通勤災害とは、従業員が会社に出勤、退勤する際にけがをすることをいいます。
通勤災害に該当すれば労使保険の適用を受けることができます。
通勤災害に該当するかどうかは、一定の要件があり、途中でスーパーなどに行くと通勤が中断することになります。
通勤災害とは
通勤災害とは、従業員が企業に出社、退社する際に交通事故をはじめとする事故でけがをしてしまうことをいいます。
必ずしも車を使用する場合に限られていませんので、歩いて出社する従業員や自転車での事故も対象になります。
また、バスや電車といった公共交通機関を利用して、けがをした場合も通勤災害になってきます。
通勤災害に該当すると、従業員は労災保険を利用することができます。
したがって、病院の治療費や会社を休んだ場合の休業補償については、労災保険から療養給付や休業補償給付を受けることになります。
また、けがの程度が重篤で後遺症が残るようなケースでは労災保険が定める基準にしたがって後遺障害に認定し、障害補償給付を受けるということもできます。
通勤災害の範囲
通勤災害に該当するには、一定の要件があります。なぜなら、「通勤」といえなければならないからです。
全く寄り道をせずに、会社に届け出た経路で通勤している最中にけがをした場合には、「通勤」といえることは明らかですが、中には、途中で子どもを保育園に送迎したり、スーパーで買い物に行ったりということもあるからです。
この点、通勤災害にいう「通勤」とは、就業に関し、次に掲げる移動を合理的な経路及び方法により行うことをいうとされています。
以下 ①〜③は、通勤災害に該当する要件です。
- ① 住居と就業の場所との間の往復
- ② 就業の場所から他の就業の場所への移動
- ③ 住居と就業の場所との間の往復に先行し、又は後続する住居間の移動
この要件を踏まえて、ポイントを解説します。
通勤災害のポイント
まず、就業に関していえるためには、その日に業務を行うために会社に出退勤することが必要です。
したがって、休日の場合でも休日出勤を行った場合は、就業に関するため、通勤災害といえます。
また、通勤ラッシュを避けるために、少し早めに出勤したような場合も、同じく就業に関するため、通勤災害に該当するでしょう。
次に、就業場所の移動については、例えば、複数のオフィスを行き来するような場合です。
通勤災害に該当する要件の一つである、③ 住居と就業の場所との間の往復に先行し、又は後続する住居間の移動とは、片道60キロメートル以上の転勤となった従業員がやむを得ない事情で家族のいる自宅に勤務先から戻るという場合が想定されています。
通勤を中断した場合
それでは、通勤経路から一時的に離れた場合については、どのようになるのでしょうか?

[点位置特定データ]
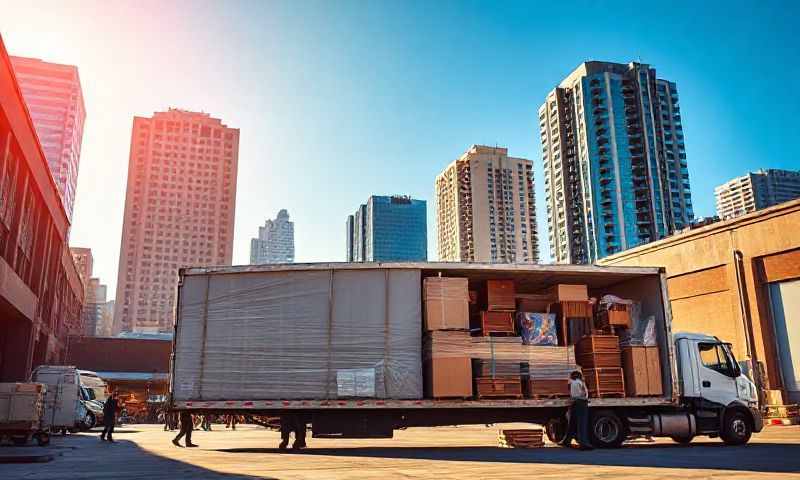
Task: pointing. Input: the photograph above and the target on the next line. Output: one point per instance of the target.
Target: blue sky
(340, 100)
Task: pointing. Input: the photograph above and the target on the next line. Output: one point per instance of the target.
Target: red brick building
(40, 291)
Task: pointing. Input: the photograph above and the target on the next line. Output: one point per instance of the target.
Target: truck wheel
(42, 439)
(556, 429)
(89, 421)
(682, 440)
(607, 430)
(736, 429)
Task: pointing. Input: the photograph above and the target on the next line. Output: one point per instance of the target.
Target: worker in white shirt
(578, 412)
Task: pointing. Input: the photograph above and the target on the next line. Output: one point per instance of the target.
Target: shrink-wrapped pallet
(315, 334)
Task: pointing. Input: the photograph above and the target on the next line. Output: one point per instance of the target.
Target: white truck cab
(63, 408)
(714, 389)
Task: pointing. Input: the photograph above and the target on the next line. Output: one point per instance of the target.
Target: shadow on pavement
(755, 457)
(88, 457)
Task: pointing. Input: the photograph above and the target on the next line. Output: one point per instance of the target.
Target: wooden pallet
(600, 360)
(498, 387)
(497, 323)
(548, 388)
(597, 344)
(605, 382)
(527, 438)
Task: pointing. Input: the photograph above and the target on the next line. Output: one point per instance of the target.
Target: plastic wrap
(317, 334)
(446, 303)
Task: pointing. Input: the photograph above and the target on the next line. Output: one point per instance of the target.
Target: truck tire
(556, 429)
(42, 439)
(607, 430)
(736, 429)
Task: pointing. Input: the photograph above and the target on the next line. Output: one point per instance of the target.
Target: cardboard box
(773, 397)
(500, 295)
(447, 368)
(642, 368)
(448, 377)
(497, 322)
(563, 292)
(446, 303)
(617, 318)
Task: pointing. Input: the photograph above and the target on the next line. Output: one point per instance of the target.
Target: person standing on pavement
(187, 425)
(578, 412)
(109, 417)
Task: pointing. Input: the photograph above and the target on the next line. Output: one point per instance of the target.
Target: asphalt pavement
(145, 452)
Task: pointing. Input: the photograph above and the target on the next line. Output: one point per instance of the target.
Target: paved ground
(144, 451)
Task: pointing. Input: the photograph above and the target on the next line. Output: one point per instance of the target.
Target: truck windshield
(716, 357)
(95, 385)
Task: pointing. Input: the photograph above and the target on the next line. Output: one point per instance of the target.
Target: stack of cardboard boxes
(447, 368)
(527, 344)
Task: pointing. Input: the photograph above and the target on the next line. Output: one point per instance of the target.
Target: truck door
(717, 373)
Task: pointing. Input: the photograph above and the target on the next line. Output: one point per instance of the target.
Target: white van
(64, 409)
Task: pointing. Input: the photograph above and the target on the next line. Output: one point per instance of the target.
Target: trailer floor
(145, 452)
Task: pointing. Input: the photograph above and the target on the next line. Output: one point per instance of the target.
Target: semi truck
(253, 340)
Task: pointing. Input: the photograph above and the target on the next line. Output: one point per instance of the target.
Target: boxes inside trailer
(562, 311)
(410, 332)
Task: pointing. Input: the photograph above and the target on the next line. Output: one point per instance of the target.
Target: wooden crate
(497, 323)
(604, 382)
(500, 295)
(565, 292)
(498, 387)
(600, 360)
(521, 438)
(597, 344)
(548, 388)
(642, 368)
(614, 318)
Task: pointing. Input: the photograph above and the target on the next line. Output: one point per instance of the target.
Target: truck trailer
(338, 346)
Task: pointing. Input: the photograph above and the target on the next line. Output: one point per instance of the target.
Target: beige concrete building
(755, 191)
(179, 211)
(739, 280)
(485, 209)
(84, 262)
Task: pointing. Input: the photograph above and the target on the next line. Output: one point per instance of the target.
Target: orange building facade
(739, 280)
(40, 290)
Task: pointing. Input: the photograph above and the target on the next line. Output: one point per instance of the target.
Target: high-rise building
(755, 191)
(105, 324)
(94, 306)
(485, 208)
(84, 262)
(54, 98)
(275, 242)
(388, 229)
(179, 211)
(40, 291)
(614, 161)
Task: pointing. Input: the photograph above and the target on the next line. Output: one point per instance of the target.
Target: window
(714, 356)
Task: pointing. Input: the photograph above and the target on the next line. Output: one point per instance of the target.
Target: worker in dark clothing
(296, 424)
(109, 417)
(578, 412)
(187, 426)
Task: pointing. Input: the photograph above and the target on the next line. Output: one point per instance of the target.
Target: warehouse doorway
(785, 305)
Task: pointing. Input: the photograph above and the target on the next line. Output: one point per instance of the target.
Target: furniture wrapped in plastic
(300, 334)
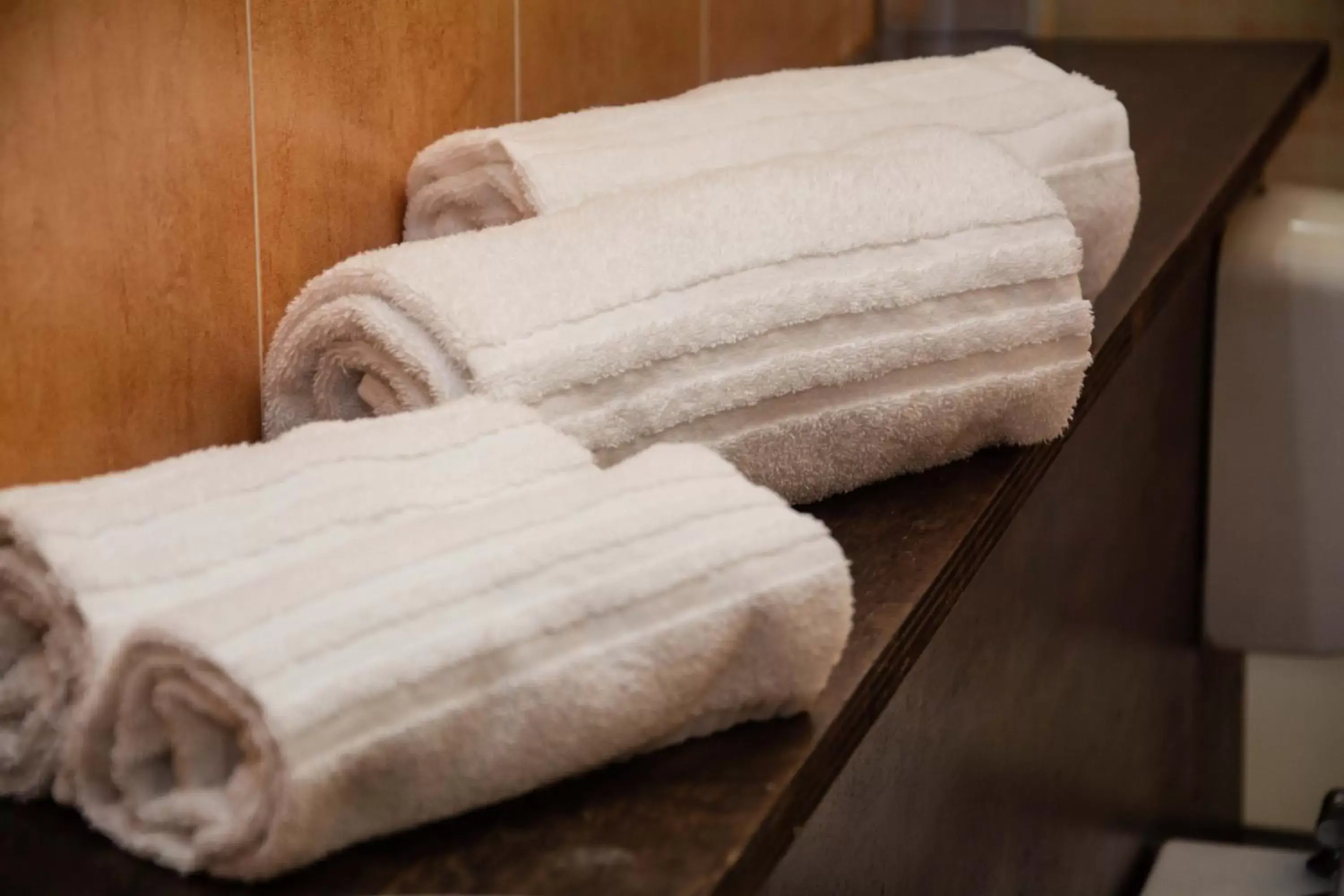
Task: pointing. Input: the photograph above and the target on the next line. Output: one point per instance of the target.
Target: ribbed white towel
(1061, 125)
(824, 320)
(461, 659)
(82, 562)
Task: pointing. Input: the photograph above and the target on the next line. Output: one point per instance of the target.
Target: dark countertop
(717, 814)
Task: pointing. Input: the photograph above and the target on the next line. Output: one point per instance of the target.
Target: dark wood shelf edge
(800, 798)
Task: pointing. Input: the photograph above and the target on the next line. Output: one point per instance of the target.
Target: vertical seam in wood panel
(518, 62)
(252, 124)
(705, 42)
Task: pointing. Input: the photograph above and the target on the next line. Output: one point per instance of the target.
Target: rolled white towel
(82, 562)
(460, 659)
(1070, 131)
(824, 320)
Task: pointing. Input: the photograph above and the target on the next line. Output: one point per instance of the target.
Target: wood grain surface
(347, 93)
(1066, 708)
(718, 814)
(750, 37)
(128, 299)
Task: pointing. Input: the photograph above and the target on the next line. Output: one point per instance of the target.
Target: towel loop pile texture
(1070, 131)
(245, 659)
(823, 320)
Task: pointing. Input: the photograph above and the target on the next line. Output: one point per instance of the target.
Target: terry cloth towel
(823, 320)
(457, 660)
(1064, 127)
(81, 562)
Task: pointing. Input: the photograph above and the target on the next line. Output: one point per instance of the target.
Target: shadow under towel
(84, 562)
(1070, 131)
(459, 659)
(823, 320)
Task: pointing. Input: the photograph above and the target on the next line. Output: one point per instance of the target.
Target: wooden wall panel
(749, 37)
(346, 95)
(601, 53)
(128, 303)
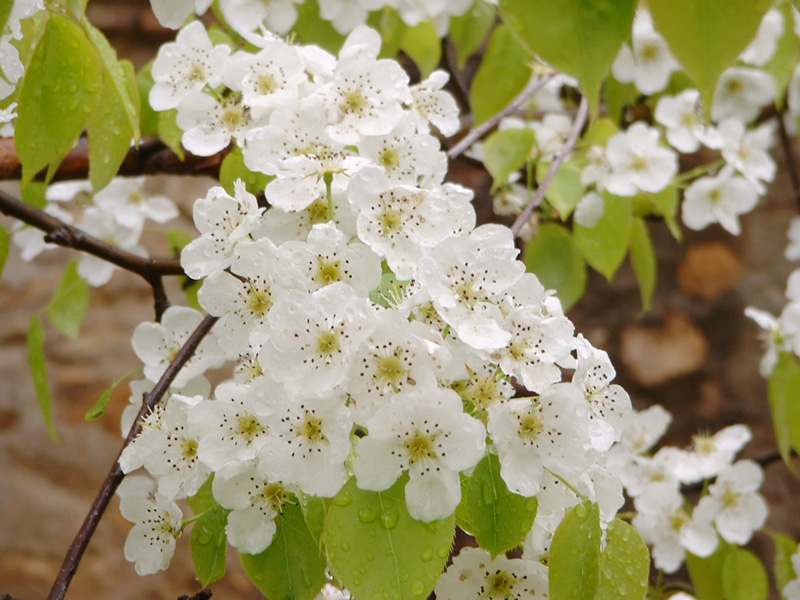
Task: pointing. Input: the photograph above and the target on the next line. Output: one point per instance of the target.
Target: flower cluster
(376, 330)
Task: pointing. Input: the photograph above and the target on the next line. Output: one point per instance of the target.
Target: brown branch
(577, 126)
(62, 234)
(115, 475)
(152, 157)
(478, 132)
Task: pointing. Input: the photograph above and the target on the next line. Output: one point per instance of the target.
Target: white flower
(131, 206)
(158, 524)
(719, 199)
(223, 222)
(186, 65)
(740, 94)
(157, 344)
(650, 64)
(425, 432)
(748, 150)
(664, 522)
(685, 128)
(430, 104)
(474, 574)
(737, 509)
(638, 163)
(535, 435)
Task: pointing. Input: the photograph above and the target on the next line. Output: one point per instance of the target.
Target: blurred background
(694, 352)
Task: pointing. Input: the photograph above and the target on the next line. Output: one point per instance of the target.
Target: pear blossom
(738, 510)
(638, 163)
(186, 65)
(719, 199)
(424, 432)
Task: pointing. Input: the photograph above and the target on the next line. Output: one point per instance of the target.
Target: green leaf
(575, 554)
(624, 564)
(566, 189)
(169, 132)
(706, 573)
(392, 29)
(233, 168)
(505, 152)
(469, 30)
(115, 122)
(378, 550)
(783, 393)
(148, 119)
(422, 44)
(293, 567)
(783, 568)
(503, 74)
(313, 29)
(60, 90)
(744, 577)
(605, 245)
(5, 247)
(555, 259)
(39, 369)
(99, 409)
(690, 25)
(579, 37)
(500, 519)
(781, 65)
(209, 545)
(643, 259)
(67, 309)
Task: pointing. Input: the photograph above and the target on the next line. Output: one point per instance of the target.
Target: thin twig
(62, 234)
(484, 128)
(152, 157)
(791, 162)
(577, 126)
(115, 475)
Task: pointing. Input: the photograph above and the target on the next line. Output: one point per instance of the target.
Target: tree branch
(484, 128)
(115, 475)
(577, 126)
(152, 157)
(62, 234)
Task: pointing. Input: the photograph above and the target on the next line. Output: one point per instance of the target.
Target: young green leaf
(744, 577)
(70, 302)
(579, 37)
(783, 568)
(503, 74)
(293, 567)
(422, 44)
(783, 391)
(505, 152)
(605, 245)
(500, 519)
(575, 554)
(5, 247)
(555, 259)
(689, 25)
(624, 564)
(209, 545)
(99, 409)
(643, 259)
(469, 30)
(38, 365)
(60, 90)
(378, 550)
(706, 573)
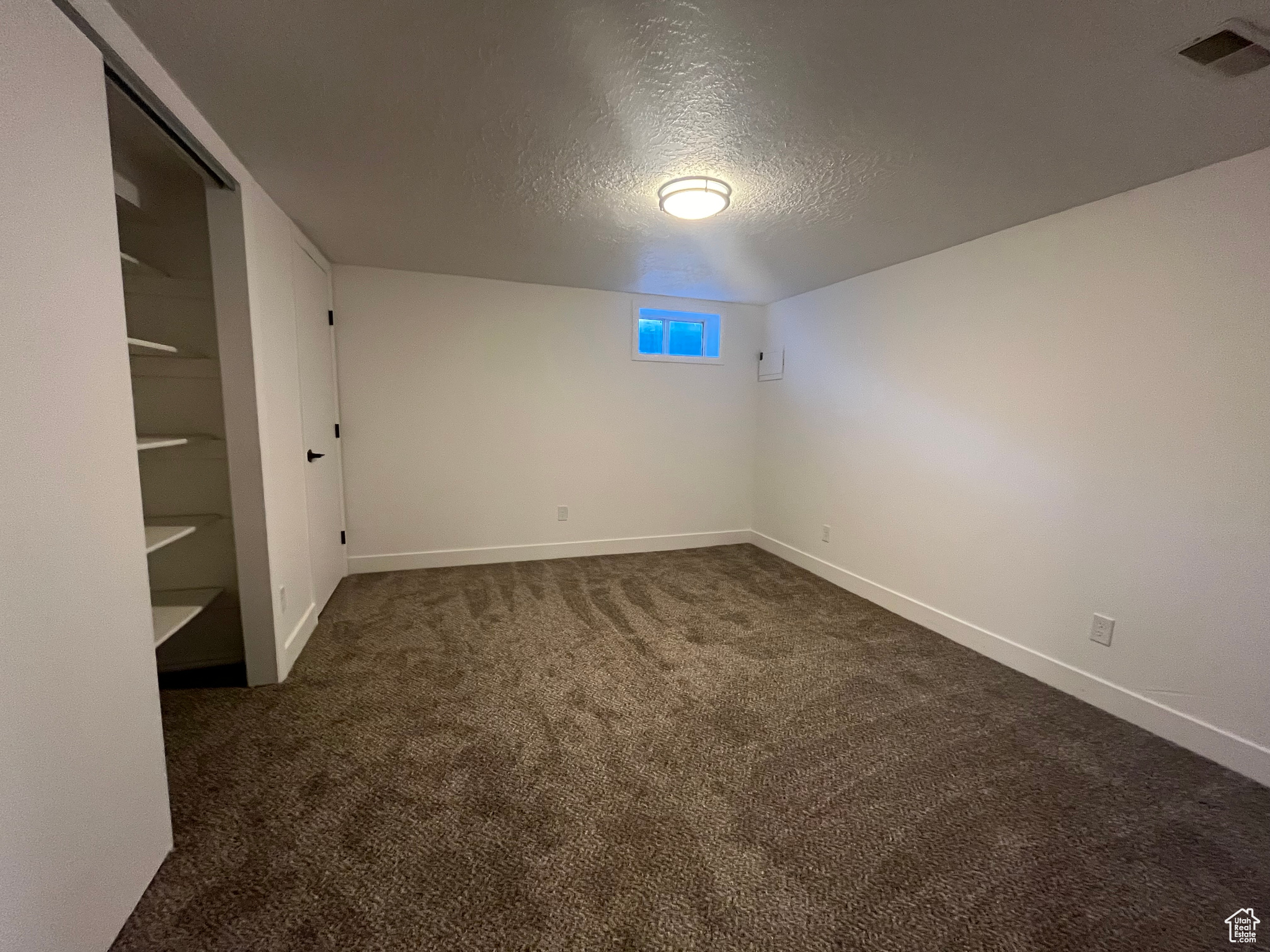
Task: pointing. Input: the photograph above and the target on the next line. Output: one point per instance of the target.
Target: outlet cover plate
(1101, 630)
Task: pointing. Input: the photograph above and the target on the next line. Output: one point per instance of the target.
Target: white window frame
(698, 316)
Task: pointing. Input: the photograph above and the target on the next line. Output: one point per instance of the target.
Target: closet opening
(178, 403)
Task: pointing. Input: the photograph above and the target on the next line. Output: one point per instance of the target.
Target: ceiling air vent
(1232, 51)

▶ **解くべき課題**
通勤災害についての本文のうち、「また、けがの程度が重篤で後遺」から「るため、通勤災害といえます。」までを一字も変えずに出力しなさい。

▶ **解答**
また、けがの程度が重篤で後遺症が残るようなケースでは労災保険が定める基準にしたがって後遺障害に認定し、障害補償給付を受けるということもできます。
通勤災害の範囲
通勤災害に該当するには、一定の要件があります。なぜなら、「通勤」といえなければならないからです。
全く寄り道をせずに、会社に届け出た経路で通勤している最中にけがをした場合には、「通勤」といえることは明らかですが、中には、途中で子どもを保育園に送迎したり、スーパーで買い物に行ったりということもあるからです。
この点、通勤災害にいう「通勤」とは、就業に関し、次に掲げる移動を合理的な経路及び方法により行うことをいうとされています。
以下 ①〜③は、通勤災害に該当する要件です。
- ① 住居と就業の場所との間の往復
- ② 就業の場所から他の就業の場所への移動
- ③ 住居と就業の場所との間の往復に先行し、又は後続する住居間の移動
この要件を踏まえて、ポイントを解説します。
通勤災害のポイント
まず、就業に関していえるためには、その日に業務を行うために会社に出退勤することが必要です。
したがって、休日の場合でも休日出勤を行った場合は、就業に関するため、通勤災害といえます。